** DATA SHOWN **
=-=-=
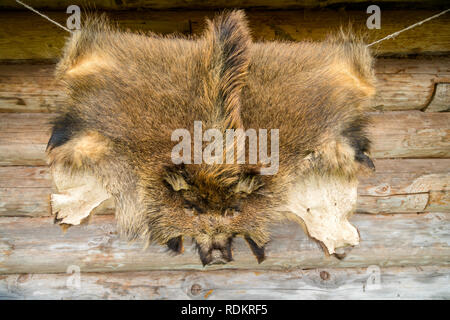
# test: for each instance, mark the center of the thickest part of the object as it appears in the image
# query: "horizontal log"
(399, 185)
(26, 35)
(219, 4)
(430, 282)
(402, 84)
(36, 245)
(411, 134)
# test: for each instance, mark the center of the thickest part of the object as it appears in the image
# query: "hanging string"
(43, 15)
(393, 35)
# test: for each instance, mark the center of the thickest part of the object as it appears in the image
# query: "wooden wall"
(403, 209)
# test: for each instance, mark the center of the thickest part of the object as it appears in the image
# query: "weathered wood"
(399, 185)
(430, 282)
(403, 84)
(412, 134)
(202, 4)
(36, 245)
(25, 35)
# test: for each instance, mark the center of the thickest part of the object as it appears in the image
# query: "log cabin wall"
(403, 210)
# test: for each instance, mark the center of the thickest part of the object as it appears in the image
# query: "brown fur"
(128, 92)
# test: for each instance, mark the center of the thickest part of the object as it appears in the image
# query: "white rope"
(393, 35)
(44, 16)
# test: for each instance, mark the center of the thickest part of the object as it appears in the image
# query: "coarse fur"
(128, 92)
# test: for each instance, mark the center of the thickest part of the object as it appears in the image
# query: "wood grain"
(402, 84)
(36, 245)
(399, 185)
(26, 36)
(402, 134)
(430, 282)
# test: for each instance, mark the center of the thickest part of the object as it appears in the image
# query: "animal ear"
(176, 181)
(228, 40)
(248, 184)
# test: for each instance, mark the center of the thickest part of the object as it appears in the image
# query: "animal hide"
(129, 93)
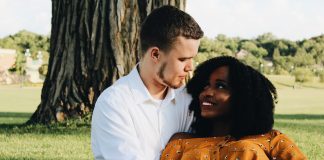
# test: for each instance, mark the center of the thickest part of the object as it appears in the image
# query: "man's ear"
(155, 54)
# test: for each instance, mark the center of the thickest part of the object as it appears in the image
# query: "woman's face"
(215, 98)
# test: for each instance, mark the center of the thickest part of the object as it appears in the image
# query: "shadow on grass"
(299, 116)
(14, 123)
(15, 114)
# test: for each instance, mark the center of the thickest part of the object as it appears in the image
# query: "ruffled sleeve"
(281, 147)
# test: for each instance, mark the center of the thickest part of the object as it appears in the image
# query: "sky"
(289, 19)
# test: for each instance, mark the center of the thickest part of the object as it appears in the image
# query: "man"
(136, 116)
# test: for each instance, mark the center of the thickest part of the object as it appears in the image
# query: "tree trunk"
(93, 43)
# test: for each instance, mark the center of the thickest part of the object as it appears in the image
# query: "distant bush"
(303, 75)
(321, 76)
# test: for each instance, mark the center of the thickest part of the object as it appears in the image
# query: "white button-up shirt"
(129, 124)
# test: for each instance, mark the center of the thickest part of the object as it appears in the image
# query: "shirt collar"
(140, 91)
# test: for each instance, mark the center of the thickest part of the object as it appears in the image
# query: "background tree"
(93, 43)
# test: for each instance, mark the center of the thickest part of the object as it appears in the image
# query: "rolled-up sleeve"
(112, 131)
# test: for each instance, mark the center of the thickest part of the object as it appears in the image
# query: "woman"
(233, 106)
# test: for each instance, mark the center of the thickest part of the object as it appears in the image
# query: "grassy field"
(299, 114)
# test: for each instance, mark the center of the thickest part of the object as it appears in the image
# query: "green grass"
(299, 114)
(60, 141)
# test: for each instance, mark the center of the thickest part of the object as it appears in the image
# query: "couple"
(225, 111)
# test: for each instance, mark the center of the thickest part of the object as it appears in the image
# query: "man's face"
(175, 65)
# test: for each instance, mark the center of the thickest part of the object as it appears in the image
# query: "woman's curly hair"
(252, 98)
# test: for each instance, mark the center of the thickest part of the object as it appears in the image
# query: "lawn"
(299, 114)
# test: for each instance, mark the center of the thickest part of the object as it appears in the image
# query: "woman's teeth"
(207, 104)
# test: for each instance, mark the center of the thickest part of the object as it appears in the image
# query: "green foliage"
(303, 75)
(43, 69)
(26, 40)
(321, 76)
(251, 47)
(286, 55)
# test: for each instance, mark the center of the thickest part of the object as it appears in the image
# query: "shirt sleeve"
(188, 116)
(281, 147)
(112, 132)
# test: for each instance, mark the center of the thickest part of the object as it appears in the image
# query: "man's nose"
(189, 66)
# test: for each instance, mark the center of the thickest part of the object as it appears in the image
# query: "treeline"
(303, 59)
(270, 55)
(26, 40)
=-=-=
Print the complete listing exactly as it stands, without its pictures.

** WRITTEN SOLUTION **
# test: for each instance, mark the center of the thickest part of the object as it appears in the image
# query: "horizontal log"
(399, 185)
(26, 35)
(219, 4)
(430, 282)
(402, 84)
(36, 245)
(411, 134)
# test: for each instance, mark the center of the thickest part of the object as it appears in the image
# query: "hanging string"
(43, 15)
(393, 35)
# test: for each instance, mark the center of the thickest part of the object as it appears in the image
# query: "wooden wall"
(403, 209)
# test: for each instance, mark the center of the thickest part of the object as it appears in the image
# query: "weathered wood"
(399, 185)
(430, 282)
(403, 84)
(412, 134)
(202, 4)
(36, 245)
(25, 35)
# test: for each instance, mark the center of the thickest part of the object as it appears in the image
# query: "log cabin wall"
(403, 210)
# test: for each instance, mark the center of the thickest part of the object as it appears in the image
# query: "brown fur"
(128, 92)
# test: for each instance, mark the center of the thickest part of the object as it appears in the image
# query: "white rope"
(393, 35)
(44, 16)
# test: for each instance, mark the center of the thickest part of the object as it appears in the image
# query: "coarse fur"
(128, 92)
# test: for each instance, mark the center of the thickest part of the object as it appears in the image
# query: "wood grain"
(402, 84)
(36, 245)
(399, 185)
(26, 36)
(402, 134)
(430, 282)
# test: for each instance, mark the center of the thickest part of the object as it appears in the image
# query: "animal ear"
(176, 181)
(228, 40)
(248, 184)
# test: for each instance, mark the center of the thickest part of the object as it appears in the image
# query: "animal hide"
(129, 93)
# test: for each instance, mark the center of the thickest part of the object as it appears in the image
# query: "man's ear"
(155, 54)
# test: for each instance, mark the center of the thickest part of the object as it appears in the image
# query: "woman's face"
(215, 98)
# test: for each instance, mark the center of the thickest part of the object as it appears in the image
# query: "shadow on grass"
(299, 116)
(14, 123)
(15, 114)
# test: for each instance, mark the center of the thickest part of the object as it appears in the image
# query: "ruffled sleeve"
(281, 147)
# test: for each instance, mark the center of the thickest part of the object as it appears in the image
# query: "sky"
(289, 19)
# test: for each instance, mark the center of the thickest part of the object as it appears in the image
# query: "man"
(136, 116)
# test: for each instance, mark the center of the thickest part of the object as it appears in the image
# query: "tree trunk"
(93, 43)
# test: for each instance, mark the center of the thickest part of the object as it appears in the image
# query: "distant bush"
(303, 75)
(321, 76)
# test: for each instance, mark the center of the thickest part of the object as it appears in the image
# query: "white button-up shirt"
(129, 124)
# test: for each instance, mark the center of the thickest part of the object as it appears in the image
# query: "shirt collar"
(140, 91)
# test: for each instance, mark the center of the thickest part of the object as it appears in the image
# query: "background tree"
(93, 43)
# test: for each instance, mark the center of the thickest part of the object as it appears in the image
# query: "rolled-up sleeve"
(112, 131)
# test: for each instance, mark the center of the thickest part of the object as it appears in the image
# query: "woman"
(233, 106)
# test: for each instance, mark the center of the thickest part of the object as it appears in the image
# query: "grassy field"
(299, 114)
# test: for each instance, mark the center of the thickest part of the object as it appears in the image
# query: "green grass"
(299, 114)
(60, 141)
# test: for each instance, mark the center of the thickest part of the object as it appears in the image
# query: "couple"
(225, 111)
# test: for each instance, mark the center of the thickest part of the object as it appears in the image
# query: "man's face"
(175, 65)
# test: for each instance, mark the center of the thickest part of the object as it appears in the image
# query: "woman's curly hair"
(252, 98)
# test: for each instance, mark the center of the thickest part of the object as it appears in the image
# query: "lawn"
(299, 114)
# test: for each instance, mark the center of the thickest part of the object as it appears in the image
# query: "woman's teeth"
(207, 104)
# test: for each instance, mark the center of the thickest part of the object as it appears in the image
# query: "green foliage"
(303, 75)
(43, 69)
(26, 40)
(321, 76)
(251, 47)
(286, 55)
# test: for each instance, mark the center of the thickest part of the object as it appears in the image
# query: "shirt sleeve"
(188, 116)
(281, 147)
(112, 132)
# test: for each instance, mark the center of the thickest part of the object as it appears in the image
# query: "man's nose"
(189, 66)
# test: for each instance, mark the center of the thickest part of the object as it appears in the image
# query: "treeline"
(303, 59)
(270, 55)
(26, 40)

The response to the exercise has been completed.